◆ **ABOUT THIS TASK**: Every entry below is to be returned unchanged. Images are not part of the copy.

*** Opening SOURCE MATERIAL ***

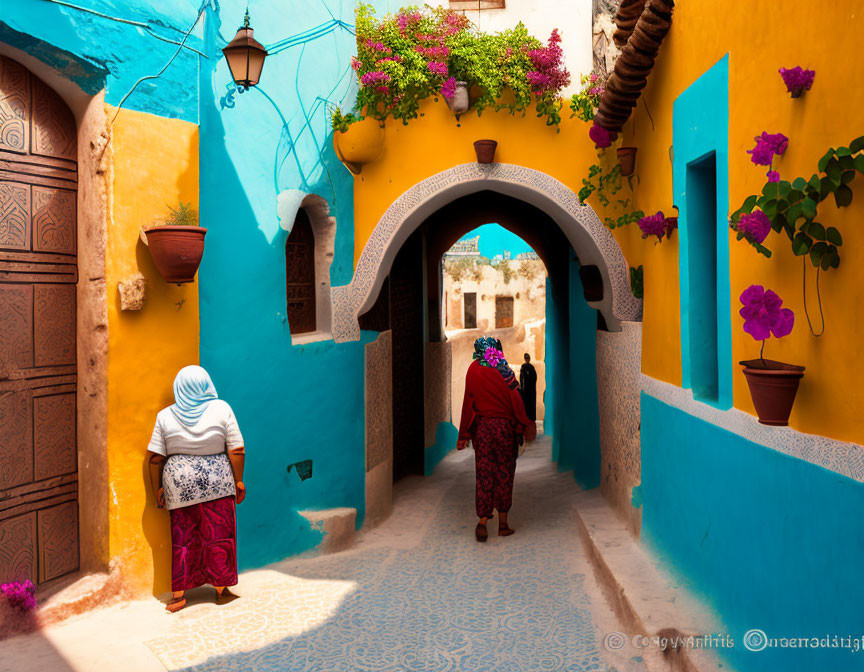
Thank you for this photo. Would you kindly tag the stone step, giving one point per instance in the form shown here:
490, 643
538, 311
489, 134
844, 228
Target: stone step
338, 526
648, 602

*** Closing SOURCE MATERIAL ***

◆ **SOLUTION TO THIS TASK**:
Thank you for this photo. Would you kindly tag the stone step, giving one point per instance in the form shown here:
490, 643
538, 311
489, 134
844, 228
Target: stone step
338, 526
648, 602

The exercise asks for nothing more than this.